== Segment start ==

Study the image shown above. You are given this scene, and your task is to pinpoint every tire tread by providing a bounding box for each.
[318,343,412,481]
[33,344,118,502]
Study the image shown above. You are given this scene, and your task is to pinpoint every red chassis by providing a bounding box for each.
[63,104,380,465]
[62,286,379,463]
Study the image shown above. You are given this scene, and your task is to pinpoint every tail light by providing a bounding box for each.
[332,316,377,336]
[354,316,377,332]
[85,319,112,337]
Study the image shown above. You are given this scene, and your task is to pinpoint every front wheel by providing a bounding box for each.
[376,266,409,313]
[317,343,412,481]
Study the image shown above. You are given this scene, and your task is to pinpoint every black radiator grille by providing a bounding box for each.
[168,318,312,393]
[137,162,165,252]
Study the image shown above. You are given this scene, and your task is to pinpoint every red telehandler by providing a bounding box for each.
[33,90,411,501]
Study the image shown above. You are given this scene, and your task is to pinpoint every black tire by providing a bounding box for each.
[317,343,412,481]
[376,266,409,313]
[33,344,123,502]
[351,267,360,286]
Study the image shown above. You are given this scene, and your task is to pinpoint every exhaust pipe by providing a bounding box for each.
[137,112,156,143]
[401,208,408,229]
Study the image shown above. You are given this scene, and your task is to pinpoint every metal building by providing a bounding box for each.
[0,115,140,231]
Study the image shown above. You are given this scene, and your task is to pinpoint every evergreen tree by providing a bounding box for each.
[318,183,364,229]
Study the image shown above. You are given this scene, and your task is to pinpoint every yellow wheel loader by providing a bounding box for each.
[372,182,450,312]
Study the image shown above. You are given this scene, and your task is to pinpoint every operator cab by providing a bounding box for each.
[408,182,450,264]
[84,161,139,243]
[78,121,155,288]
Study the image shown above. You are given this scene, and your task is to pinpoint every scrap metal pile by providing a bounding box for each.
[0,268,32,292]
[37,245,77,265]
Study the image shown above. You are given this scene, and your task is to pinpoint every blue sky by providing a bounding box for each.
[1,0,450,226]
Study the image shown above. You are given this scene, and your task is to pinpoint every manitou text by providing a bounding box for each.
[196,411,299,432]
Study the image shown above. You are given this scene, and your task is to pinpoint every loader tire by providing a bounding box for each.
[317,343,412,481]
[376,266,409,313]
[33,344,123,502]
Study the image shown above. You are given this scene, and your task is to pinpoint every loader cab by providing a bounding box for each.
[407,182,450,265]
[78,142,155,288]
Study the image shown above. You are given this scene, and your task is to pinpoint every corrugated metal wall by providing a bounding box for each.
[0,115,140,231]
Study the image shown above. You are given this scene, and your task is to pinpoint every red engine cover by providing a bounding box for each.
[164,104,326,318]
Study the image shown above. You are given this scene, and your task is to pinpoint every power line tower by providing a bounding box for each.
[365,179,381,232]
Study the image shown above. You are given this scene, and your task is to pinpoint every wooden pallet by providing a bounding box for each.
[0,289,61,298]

== Segment end ==

◆ **Task goal**
All records shown above are to be reproduced without any alteration.

◆ **Output of the exercise**
Study the image shown above. You are given this scene, and your task is to pinpoint every tire tread by providing a bounding box for each.
[318,343,412,481]
[33,344,118,502]
Study the image shown above. You are given this scene, and your task is to pinpoint every red chassis by providing a bounding box for each.
[63,104,380,465]
[62,286,379,463]
Study the image shown above. You are given this scene, and your task is to pinpoint every tail light by providing a bounding box for each.
[332,316,377,336]
[354,316,377,332]
[85,319,112,337]
Study the image shown above. You are given this scene, and your task is to pinpoint every front wheel by providing a bounding box for each.
[376,266,409,313]
[317,343,412,481]
Study the image shown above. You are given this scene, and your task is to pinpoint every black radiator grille by providing a bounding box for each.
[168,318,312,393]
[137,162,165,252]
Study the image shown above. You are given this scene, and your task is to pinpoint every red telehandler by providing a bounding box for each.
[33,90,411,501]
Study the image shown above. You are given this scene, and your task is to pinpoint every black tire by providing a bounding box for each.
[317,343,412,481]
[376,266,409,313]
[33,344,123,502]
[351,267,360,286]
Study the image shown above. You are given this scene, and your task is to pinpoint every exhaust pipe by providing a bounding box for each.
[137,112,156,143]
[401,208,408,229]
Study the image shown above. You are given this scene, and your task is to pinpoint every metal building by providing a bounding box for each.
[0,115,140,231]
Study the image shown above. You are given this scene, and your task is to pinpoint every evergreen tree by providing a bounding box for each.
[318,183,364,229]
Study the image shown above. You are given this scene, and your task is to pinpoint every yellow wheel loader by providing a bounding box for each.
[372,182,450,312]
Study the image shown above. You are given this scene, and your task is to pinpoint every operator cab by providing a bounding box for each.
[408,182,450,264]
[84,161,139,243]
[78,121,155,288]
Study the image shown above. You are given this scene, and your task is to pinpoint every scrap metal pile by providing a bounding box for each.
[0,268,32,292]
[37,245,77,265]
Study the image shown above. You are given this scene, and your task is to pinpoint every blue sky by providing a bounding box for each.
[1,0,450,226]
Study the image shown above. You are given this scene, and your task is to pinpoint every manitou text by providing a bounding box for each.
[196,411,299,432]
Study the image shown above. You are given this scene, and your task is to pinpoint every loader tire by providing a bounding box for each.
[317,343,412,481]
[376,266,409,313]
[33,344,123,502]
Study the image shown above. You are given this scene, and your task is to pinpoint every loader cab by providing a bounding box for each.
[407,182,450,265]
[78,142,155,288]
Study the image shown above. You are given this scene, and your task is to pinpoint every corrugated metal wall by providing a bounding box for each.
[0,115,140,231]
Study the image shown above. You are given this scene, and your task is to pinpoint every red engine cover by providing a bounding box for each.
[164,104,326,318]
Study the image shown above. You are given this scene, and your task is to pinpoint every power line tower by providing a bounding box for each.
[365,179,381,232]
Study the image shown above. You are given this scene, and your task is to pinpoint every wooden pallet by providing a bounding box for each.
[0,289,61,298]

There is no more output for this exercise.